Monday, February 23, 2004

Why Kerry is in Trouble in 2004

yes, kerry did serve in 'Nam, which is something bush never did. yes, he actually served well, and did his job for his country...but he has been all downhill since. check out the carnage from the best of the web today.

Monday, February 23, 2004 3:29 p.m. EST

The Emperor's New Uniform
"I'd like to know what it is Republicans who didn't serve in Vietnam have against those of us who did," John Kerry said in a statement over the weekend. He even wrote a letter to President Bush:

Over the last week, you and your campaign have initiated a widespread attack on my service in Vietnam, my decision to speak out to end that war, and my commitment to the defense of this nation. Just today, Saxby Chambliss--a man elected to the US Senate on the back of one of the most despicable campaigns ever conducted against Max Cleland, a true American Hero--was carrying this attack for you.

Hey, did you know that John Kerry served in Vietnam?

What's going on here? Well, for one thing, as we've said before, John Kerry is awfully thin-skinned. As the Associated Press points out, what Chambliss said is that Kerry has a "32-year history of voting to cut defense programs and cut defense systems."

This overstates the case slightly, since Kerry didn't actually go to Congress until 1985 (before that, he was an antiwar activist, district attorney and Michael Dukakis's lieutenant governor), so he's been in a position to vote against defense for only 19 years. But as Joshua Muravchik points out in today's Washington Post, Chambliss is otherwise on target:

The litany of weapons systems that Kerry opposed included conventional as well as nuclear equipment: the B-1 bomber, the B-2, the F-15, the F-14A, the F-14D, the AH-64 Apache helicopter, the AV-8B Harrier jet, the Patriot missile, the Aegis air-defense cruiser and the Trident missile. And he sought to reduce procurement of the M1 Abrams tank, the Bradley Fighting Vehicle, the Tomahawk cruise missile and the F-16 jet. Time and again, Kerry fought against what he called "the military-industrial corporate welfare complex that has relentlessly chewed up taxpayers' dollars."

Kerry also backed communists in Central America. "I see an enormous haughtiness in the United States trying to tell them what to do," the haughty, French-looking Massachusetts Democrat, who by the way served in Vietnam, said of Ronald Reagan's Nicaragua policy--which, despite the efforts of Kerry and other congressional Democrats, produced free elections in 1990. He voted against the liberation of Kuwait and has been all over the map about the liberation of Iraq.

So no wonder Kerry would rather talk about his Vietnam service, which ended in 1969, than about anything he's done during the intervening 35 years.

There's something else going on as well. Kerry, remember, is still running for the Democratic nomination, and he is playing to his party base, which has bought into a self-defeating mythology, according to which any Republican criticism of a Democrat's national-defense record amounts to questioning the latter's patriotism, and this GOP approach works only because Democrats don't "fight back."
──────────
Exercise goal:
Continue the blog post on John Kerry's Vietnam service and defense voting record, starting after its final paragraph.

Pointing dataset excerpts:
──────────
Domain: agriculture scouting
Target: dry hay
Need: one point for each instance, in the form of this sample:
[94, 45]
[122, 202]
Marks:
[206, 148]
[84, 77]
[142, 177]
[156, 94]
──────────
Exercise response:
Like the grown-ups in "The Emperor's New Clothes," Democrats have persuaded themselves that Kerry's service in Vietnam is sufficient to shield him from scrutiny on his defense record. That's why they think he's "electable." Partisan Democrats want to believe they can beat President Bush, so they're happy to avert their gaze from unpleasant truths about Kerry's record in the Senate. The centrist voters Kerry would need to win in November are unlikely to be so forgiving.

Kerry Runs From Vietnam Record--II
Look again at that Kerry statement: "Over the last week, you and your campaign have initiated a widespread attack on my service in Vietnam, my decision to speak out to end that war, and my commitment to the defense of this nation." True enough, Republicans have questioned Kerry's commitment to America's defense by examining his voting record, which is perfectly legitimate. But Kerry is awfully defensive about his Vietnam service and his antiwar activity.

Indeed, as we noted Friday, he has already lied about the latter, claiming that he never accused American troops of war crimes, when in fact he did just that in his April 22, 1971, testimony before the Senate Foreign Relations Committee (link in PDF format). He told CNN's Judy Woodruff last week that he was only "accusing American leaders of abandoning the troops."

The New York Post's John Podhoretz further debunks this claim, reporting on Kerry's activities with Vietnam Veterans Against the War:

Kerry was present at [VVAW's New York] offices in September 1970, when the group decided to write then-Mayor John V. Lindsay and demand that the city refuse to welcome another organization, one dedicated to representing other American servicemen.

The group John Kerry and his associates were protesting was The National Guard Association, which had its 1970 convention in New York at the Americana Hotel (now the New York Sheraton) from Sept. 13 to Sept. 17. Kerry's group set up a picket line in front of the Americana, and staged a protest rally against the Guard on Sept. 17, 1970 at 5:30 pm.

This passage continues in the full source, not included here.